Copy exactly, and only, the lines from the one containing "over hill and report the pixel coordinates." through the last line of the records below.

── EXCERPTED DATA

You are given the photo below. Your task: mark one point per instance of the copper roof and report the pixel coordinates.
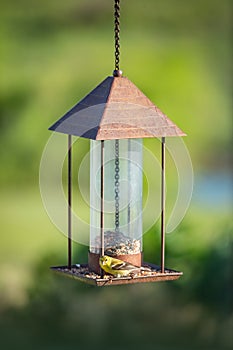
(116, 109)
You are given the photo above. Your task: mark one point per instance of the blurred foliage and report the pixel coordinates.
(53, 53)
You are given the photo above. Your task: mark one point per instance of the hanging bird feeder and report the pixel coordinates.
(116, 116)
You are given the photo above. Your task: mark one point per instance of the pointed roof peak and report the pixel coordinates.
(116, 109)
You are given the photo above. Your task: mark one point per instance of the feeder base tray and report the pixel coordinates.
(82, 273)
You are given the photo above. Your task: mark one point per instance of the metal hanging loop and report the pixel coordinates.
(117, 72)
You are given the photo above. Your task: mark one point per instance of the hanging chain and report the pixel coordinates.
(117, 34)
(117, 189)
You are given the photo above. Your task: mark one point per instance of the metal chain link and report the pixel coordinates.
(117, 34)
(117, 189)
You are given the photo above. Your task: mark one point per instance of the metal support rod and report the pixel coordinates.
(163, 206)
(102, 204)
(69, 201)
(102, 199)
(129, 182)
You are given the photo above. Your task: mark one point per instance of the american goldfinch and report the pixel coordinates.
(119, 268)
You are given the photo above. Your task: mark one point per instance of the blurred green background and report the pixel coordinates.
(179, 54)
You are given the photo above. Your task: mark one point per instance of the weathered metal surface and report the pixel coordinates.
(116, 109)
(93, 260)
(168, 275)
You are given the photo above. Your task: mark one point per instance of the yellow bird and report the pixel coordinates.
(119, 268)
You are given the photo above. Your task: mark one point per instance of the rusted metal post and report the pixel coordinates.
(163, 206)
(69, 201)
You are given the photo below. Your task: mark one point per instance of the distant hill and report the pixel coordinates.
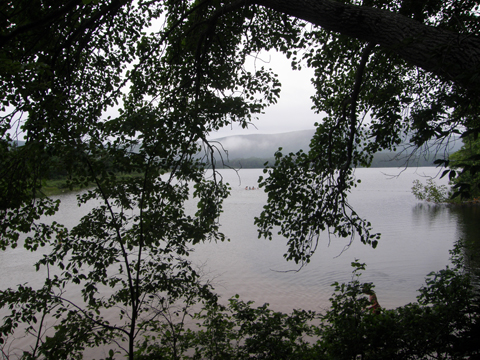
(252, 151)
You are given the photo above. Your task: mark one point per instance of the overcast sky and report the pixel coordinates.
(293, 110)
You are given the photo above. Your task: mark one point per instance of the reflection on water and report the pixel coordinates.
(415, 240)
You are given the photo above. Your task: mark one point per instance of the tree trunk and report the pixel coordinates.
(450, 55)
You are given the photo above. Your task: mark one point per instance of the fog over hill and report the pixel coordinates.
(262, 147)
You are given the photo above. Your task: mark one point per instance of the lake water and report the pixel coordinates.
(416, 239)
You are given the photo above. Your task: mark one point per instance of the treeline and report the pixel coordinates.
(380, 160)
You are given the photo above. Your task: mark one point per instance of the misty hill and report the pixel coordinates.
(252, 151)
(264, 146)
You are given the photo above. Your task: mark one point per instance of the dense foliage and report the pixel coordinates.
(466, 161)
(99, 88)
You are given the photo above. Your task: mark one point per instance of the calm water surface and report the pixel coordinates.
(416, 238)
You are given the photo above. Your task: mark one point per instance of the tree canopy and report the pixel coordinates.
(113, 87)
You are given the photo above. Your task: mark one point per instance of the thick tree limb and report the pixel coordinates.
(450, 55)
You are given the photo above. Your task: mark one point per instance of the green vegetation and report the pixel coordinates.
(443, 323)
(466, 162)
(431, 191)
(99, 88)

────

▶ [ANSWER TO THIS TASK]
You are given the photo above. Your task: mark one point per instance of the fog over hill and report the pixel coordinates.
(262, 147)
You are given the photo above. Your task: mark one point per instance of the lake water and report the pixel coordinates.
(416, 239)
You are given the photo above. Your task: mark one point per instance of the treeline and report the pixel coordinates.
(380, 160)
You are given the photo above. Your task: mark one point per instance of the misty hill and report the pixel coordinates.
(252, 151)
(264, 146)
You are given the photo above. Your task: mark one point per instance of the dense foliage and report the pixel coordinates.
(466, 161)
(99, 88)
You are given the photo above. Your task: mark one point per instance of the calm water surface and report the pixel coordinates.
(416, 238)
You are given the photo above. Your task: mark one point per instance of the tree canopy and report the pixel coordinates.
(113, 87)
You are given the photo above. Your task: mark one point per instance of the thick tree limb and report the pixel coordinates.
(450, 55)
You are given the photo above. Your task: mark one point per instance of the green vegetation and report the pixel coordinates.
(443, 323)
(466, 162)
(431, 191)
(99, 88)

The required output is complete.